* Page text *
[Start of section]

Students Receive National Award in Arc Welding Competition
A Flapping Micro Aerial Vehicle being tested in the Particle Image Velocimeter to study the wing's vortices.
January 17, 2013 — A group of Mechanical Engineering and Mechanics students won the Gold Award in the James F. Lincoln Arc Welding Foundation Engineering Student Design Competition on for their project, “Enhancement of Flapping Micro Aerial Vehicle.”
Students Joseph Parente, Woo Jin Bak, Thomas Hayden, Timothy Garbarino and Mark Zebley created a biologically inspired micro aerial vehicle based on the Japanese Rhinoceros Beetle as a senior design project.
Micro aerial vehicles (MAVs) are a class of unmanned aerial vehicles that have size and weight restrictions. Most are inspired by biological creatures, such as birds or insects, due to their ability to maneuver with a high level of agility on a small scale. Like birds and insects, many micro aerial vehicles propel themselves using a wing flapping motion.
To date, there has not been an MAV inspired by a beetle. Unlike other designs based on dragonflies, which requires constant forward motion to remain in flight, a beetle has the ability to hover as well as fly forward. The main focus of the team’s new design was to utilize two motors to add more control to the flapping wing system.
“The hardest part of the project was bringing our experimental theories into actuality. Many of our designs were great, but crumbled in front of us. It took a lot of effort and testing to transfer our theories into something that would be physically successful,” team member Joseph Parente said.

[End of section]

* What you will do *
a – Answer these questions from the award article:
(i) Which award did the students' project win?
(ii) Which insect was the micro aerial vehicle based on?
(iii) What do designs based on dragonflies require in order to remain in flight?
b – List the names of all the students on the team named in the award article.

* The data *
[Start of section]

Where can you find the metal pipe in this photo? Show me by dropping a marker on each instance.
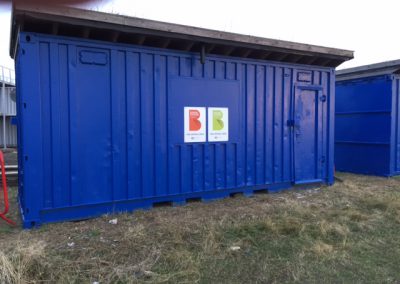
(4, 114)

[End of section]

* Completed exercise *
a –
(i) The Gold Award in the James F. Lincoln Arc Welding Foundation Engineering Student Design Competition
(ii) The Japanese Rhinoceros Beetle
(iii) Constant forward motion

b – Joseph Parente, Woo Jin Bak, Thomas Hayden, Timothy Garbarino, Mark Zebley